Goal: Give the entries again exactly, every one of them.
# START OF Input records
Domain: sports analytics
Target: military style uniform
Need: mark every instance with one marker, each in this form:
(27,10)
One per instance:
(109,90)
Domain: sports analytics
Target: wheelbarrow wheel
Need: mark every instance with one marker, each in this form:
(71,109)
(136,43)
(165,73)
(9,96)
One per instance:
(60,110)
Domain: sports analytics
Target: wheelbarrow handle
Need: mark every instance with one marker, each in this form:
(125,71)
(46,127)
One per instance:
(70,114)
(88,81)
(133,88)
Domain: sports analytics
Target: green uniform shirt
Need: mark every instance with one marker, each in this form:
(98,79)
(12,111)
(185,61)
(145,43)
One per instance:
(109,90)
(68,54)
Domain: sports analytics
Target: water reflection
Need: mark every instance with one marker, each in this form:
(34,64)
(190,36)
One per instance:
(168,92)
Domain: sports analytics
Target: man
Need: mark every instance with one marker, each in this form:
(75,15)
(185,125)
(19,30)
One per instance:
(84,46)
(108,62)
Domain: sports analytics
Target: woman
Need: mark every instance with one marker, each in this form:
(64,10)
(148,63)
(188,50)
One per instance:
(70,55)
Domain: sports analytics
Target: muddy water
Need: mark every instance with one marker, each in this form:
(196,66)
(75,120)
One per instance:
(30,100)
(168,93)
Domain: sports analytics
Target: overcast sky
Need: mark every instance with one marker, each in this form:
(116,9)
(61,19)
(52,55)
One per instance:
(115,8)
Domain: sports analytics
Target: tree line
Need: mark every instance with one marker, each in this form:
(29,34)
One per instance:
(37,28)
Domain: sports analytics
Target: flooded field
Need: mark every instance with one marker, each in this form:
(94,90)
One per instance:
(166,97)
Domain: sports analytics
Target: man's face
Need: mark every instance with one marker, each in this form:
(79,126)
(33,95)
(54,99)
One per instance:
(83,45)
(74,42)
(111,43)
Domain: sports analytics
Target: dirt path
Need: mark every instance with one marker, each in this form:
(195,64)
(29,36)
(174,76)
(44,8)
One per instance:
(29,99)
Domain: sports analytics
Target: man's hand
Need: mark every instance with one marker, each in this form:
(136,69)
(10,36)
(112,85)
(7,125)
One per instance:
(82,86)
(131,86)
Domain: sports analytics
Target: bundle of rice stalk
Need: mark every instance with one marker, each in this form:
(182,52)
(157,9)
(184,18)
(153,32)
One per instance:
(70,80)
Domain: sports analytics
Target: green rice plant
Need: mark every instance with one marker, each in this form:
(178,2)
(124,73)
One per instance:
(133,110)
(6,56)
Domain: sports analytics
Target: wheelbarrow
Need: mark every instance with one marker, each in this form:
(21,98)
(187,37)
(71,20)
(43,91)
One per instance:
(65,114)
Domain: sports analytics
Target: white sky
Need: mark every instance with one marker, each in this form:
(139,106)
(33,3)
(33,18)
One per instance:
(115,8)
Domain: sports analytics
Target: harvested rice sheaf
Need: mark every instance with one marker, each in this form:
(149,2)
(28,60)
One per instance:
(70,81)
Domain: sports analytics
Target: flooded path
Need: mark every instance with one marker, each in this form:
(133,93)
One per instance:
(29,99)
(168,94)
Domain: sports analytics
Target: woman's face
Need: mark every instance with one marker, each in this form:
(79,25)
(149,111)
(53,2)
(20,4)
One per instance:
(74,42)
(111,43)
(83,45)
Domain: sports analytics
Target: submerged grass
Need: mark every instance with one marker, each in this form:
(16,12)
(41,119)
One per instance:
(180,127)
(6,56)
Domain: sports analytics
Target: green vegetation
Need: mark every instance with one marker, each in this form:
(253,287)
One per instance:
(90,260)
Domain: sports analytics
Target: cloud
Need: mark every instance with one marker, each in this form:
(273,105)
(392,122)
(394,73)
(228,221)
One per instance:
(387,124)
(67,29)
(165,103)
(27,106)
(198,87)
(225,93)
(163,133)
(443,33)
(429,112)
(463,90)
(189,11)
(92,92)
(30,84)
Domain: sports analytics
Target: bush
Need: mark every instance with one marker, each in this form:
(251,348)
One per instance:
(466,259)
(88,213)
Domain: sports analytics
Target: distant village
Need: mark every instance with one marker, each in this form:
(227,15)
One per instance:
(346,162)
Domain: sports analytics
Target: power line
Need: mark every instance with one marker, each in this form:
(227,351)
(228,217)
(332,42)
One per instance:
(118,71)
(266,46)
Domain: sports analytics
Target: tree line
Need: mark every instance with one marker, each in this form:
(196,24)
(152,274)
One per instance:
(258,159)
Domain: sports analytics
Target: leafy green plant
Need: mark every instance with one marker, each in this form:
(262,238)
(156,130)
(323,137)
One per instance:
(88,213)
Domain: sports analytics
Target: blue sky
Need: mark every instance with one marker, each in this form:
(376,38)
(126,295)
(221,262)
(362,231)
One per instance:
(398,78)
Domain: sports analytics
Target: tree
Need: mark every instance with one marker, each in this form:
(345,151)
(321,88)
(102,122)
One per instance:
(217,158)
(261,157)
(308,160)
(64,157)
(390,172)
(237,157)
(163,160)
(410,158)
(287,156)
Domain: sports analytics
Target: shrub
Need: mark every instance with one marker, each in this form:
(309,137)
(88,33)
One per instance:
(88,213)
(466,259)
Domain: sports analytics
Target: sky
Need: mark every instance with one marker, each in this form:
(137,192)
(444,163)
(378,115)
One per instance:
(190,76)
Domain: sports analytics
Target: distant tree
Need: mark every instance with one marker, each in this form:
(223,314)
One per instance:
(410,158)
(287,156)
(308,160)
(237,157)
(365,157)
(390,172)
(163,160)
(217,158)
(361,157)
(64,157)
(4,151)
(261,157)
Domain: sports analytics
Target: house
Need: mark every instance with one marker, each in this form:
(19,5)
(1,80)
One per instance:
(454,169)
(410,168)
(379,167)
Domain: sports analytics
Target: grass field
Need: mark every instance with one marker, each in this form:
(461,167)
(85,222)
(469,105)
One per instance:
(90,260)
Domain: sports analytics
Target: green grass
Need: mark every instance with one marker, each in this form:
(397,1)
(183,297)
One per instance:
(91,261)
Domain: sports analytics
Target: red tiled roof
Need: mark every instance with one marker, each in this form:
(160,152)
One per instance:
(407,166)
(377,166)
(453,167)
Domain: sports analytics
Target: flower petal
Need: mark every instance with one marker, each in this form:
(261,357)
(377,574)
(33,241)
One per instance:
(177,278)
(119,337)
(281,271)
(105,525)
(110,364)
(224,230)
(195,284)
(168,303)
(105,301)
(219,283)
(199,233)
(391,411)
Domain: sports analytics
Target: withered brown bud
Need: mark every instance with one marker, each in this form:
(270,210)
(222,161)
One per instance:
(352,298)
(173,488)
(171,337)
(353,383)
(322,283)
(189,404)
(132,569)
# END OF Input records
Solution:
Domain: sports analytics
Target: military style uniform
Need: mark every instance with one marker, each in this form:
(27,10)
One per instance:
(109,90)
Domain: sports analytics
Target: wheelbarrow wheel
Need: mark every instance with one marker, each in this form:
(71,109)
(136,43)
(165,73)
(9,96)
One per instance:
(60,110)
Domain: sports analytics
Target: wheelbarrow handle
Need: mark every instance with one marker, each in this form:
(125,71)
(46,127)
One per instance:
(70,114)
(88,81)
(133,88)
Domain: sports analytics
Target: green uniform shirt
Need: mark every instance with one marker, each in this form:
(98,79)
(12,111)
(185,61)
(145,43)
One per instance:
(109,90)
(68,54)
Domain: sports analytics
Target: water reflection
Need: mark every instance with one marker, each in this form:
(34,64)
(190,36)
One per instance:
(168,92)
Domain: sports analytics
Target: man
Need: mark every instance with one marker, each in this form:
(75,15)
(185,125)
(19,30)
One per instance:
(84,46)
(108,62)
Domain: sports analytics
Target: woman
Need: mark every instance with one marker, each in this form:
(64,10)
(148,63)
(188,50)
One per instance:
(70,55)
Domain: sports analytics
Target: muddy water
Need: mark every instance with one marker, each in this form:
(196,66)
(75,120)
One per instance:
(30,100)
(168,93)
Domain: sports analytics
Target: overcast sky
Need: mark every instance with one marker, each in this form:
(116,9)
(61,19)
(52,55)
One per instance:
(115,8)
Domain: sports analytics
Target: tree line
Need: mark every instance with one marker, each in this form:
(29,34)
One per instance:
(37,28)
Domain: sports analytics
Target: flooded field
Need: mark every instance with one marker, each in this form:
(94,90)
One per instance:
(166,97)
Domain: sports analytics
Target: man's face
Need: mark every instance with one marker, each in this form:
(79,126)
(33,95)
(54,99)
One per instance:
(83,45)
(74,42)
(111,43)
Domain: sports analytics
Target: dirt path
Need: mark every instance with one marker, each in this form:
(195,64)
(29,36)
(174,76)
(44,8)
One per instance:
(29,99)
Domain: sports analytics
Target: man's hand
Need: mark every instance with one marker, each in this form:
(136,69)
(10,36)
(112,85)
(7,125)
One per instance:
(82,86)
(131,86)
Domain: sports analytics
Target: bundle of rice stalk
Need: mark every instance with one marker, each in this form:
(182,52)
(157,9)
(184,18)
(153,32)
One per instance:
(70,80)
Domain: sports analytics
Target: green rice plant
Need: mark every instance with one marker, each in this form:
(178,2)
(124,73)
One per instance:
(133,110)
(6,56)
Domain: sports analytics
Target: wheelbarrow
Need: mark every instance with one marker, each in this form:
(21,98)
(187,37)
(71,20)
(43,91)
One per instance:
(65,114)
Domain: sports analytics
Target: white sky
Need: mark every instance with one marker, each in this form:
(139,106)
(33,3)
(33,18)
One per instance:
(115,8)
Domain: sports analytics
Target: harvested rice sheaf
Need: mark every instance with one marker, each in this form:
(149,2)
(28,60)
One per instance:
(70,81)
Domain: sports analytics
Target: flooded path
Need: mark every instance with one marker, each in this form:
(133,93)
One per instance:
(29,99)
(168,94)
Domain: sports analytics
Target: woman's face
Need: mark every instance with one marker, each in this form:
(79,25)
(149,111)
(53,2)
(20,4)
One per instance:
(74,42)
(111,43)
(83,45)
Domain: sports analytics
Target: submerged grass
Need: mark every instance with one marker, each in this form:
(16,12)
(41,119)
One per instance:
(180,127)
(6,56)
Domain: sports analytics
Target: green vegetation
Need: mark every instance with one marker, each in this form:
(253,287)
One per instance:
(90,260)
Domain: sports analytics
Target: cloud
Need: mark every instance with one marker, each in this form:
(273,105)
(392,122)
(394,73)
(228,221)
One per instance:
(387,124)
(67,29)
(165,103)
(27,106)
(198,87)
(225,93)
(163,133)
(443,33)
(429,112)
(463,90)
(189,11)
(92,92)
(30,84)
Domain: sports analytics
Target: bush
Need: mark every instance with one marker, each in this form:
(251,348)
One per instance:
(466,259)
(88,213)
Domain: sports analytics
Target: distant village
Need: mark every instance with one marker, each in this form:
(227,15)
One per instance:
(346,162)
Domain: sports analytics
Target: power line
Need: mark every instance with one marker, each in this form:
(227,351)
(228,217)
(332,42)
One per instance:
(118,71)
(266,46)
Domain: sports analytics
Target: tree line
Need: mark every instance with one marker, each in this form:
(196,24)
(152,274)
One per instance:
(258,159)
Domain: sports analytics
Target: leafy green plant
Need: mark every instance with one marker, each in this form:
(262,238)
(156,130)
(323,137)
One per instance:
(88,213)
Domain: sports analytics
Target: blue sky
Need: mark every instance with one marker, each in this form:
(376,38)
(126,295)
(221,262)
(362,231)
One per instance:
(398,78)
Domain: sports analytics
Target: tree
Need: mark every instance with one marker, each in this form:
(345,151)
(321,88)
(102,122)
One per instance:
(217,158)
(261,157)
(308,160)
(64,157)
(390,172)
(237,157)
(163,160)
(410,158)
(287,156)
Domain: sports analytics
Target: shrub
Need: mark every instance with one marker, each in this form:
(309,137)
(88,33)
One per instance:
(88,213)
(466,259)
Domain: sports analytics
Target: sky
Need: mark every instance with one marker, each in this form:
(137,192)
(444,163)
(378,115)
One per instance:
(190,76)
Domain: sports analytics
Target: distant tree
Need: mark every instance with one marker, each in this form:
(223,314)
One per instance:
(410,158)
(287,156)
(308,160)
(237,157)
(365,157)
(390,172)
(163,160)
(217,158)
(361,157)
(64,157)
(4,151)
(261,157)
Domain: sports analytics
Target: house
Need: mark every instance with one marker, each in this form:
(19,5)
(1,80)
One per instance:
(454,169)
(410,168)
(379,167)
Domain: sports analytics
Target: grass field
Need: mark every instance with one marker, each in this form:
(461,167)
(85,222)
(469,105)
One per instance:
(90,260)
Domain: sports analytics
Target: green grass
Need: mark every instance with one marker, each in this form:
(397,1)
(183,297)
One per instance:
(91,261)
Domain: sports analytics
Target: red tiled roof
Need: mark every instance with one marker, each in this form:
(160,152)
One per instance:
(407,166)
(377,166)
(453,167)
Domain: sports analytics
Target: flower petal
Need: mark every instance with one marker, each in this form:
(261,357)
(377,574)
(33,241)
One per instance:
(177,278)
(119,337)
(281,271)
(105,525)
(110,364)
(224,230)
(195,284)
(168,303)
(105,301)
(219,283)
(199,233)
(391,411)
Domain: sports analytics
Target: withered brown bud
Need: mark every instance with one marker, each in this form:
(270,210)
(222,161)
One per instance:
(352,298)
(173,488)
(171,337)
(353,383)
(322,283)
(189,404)
(132,569)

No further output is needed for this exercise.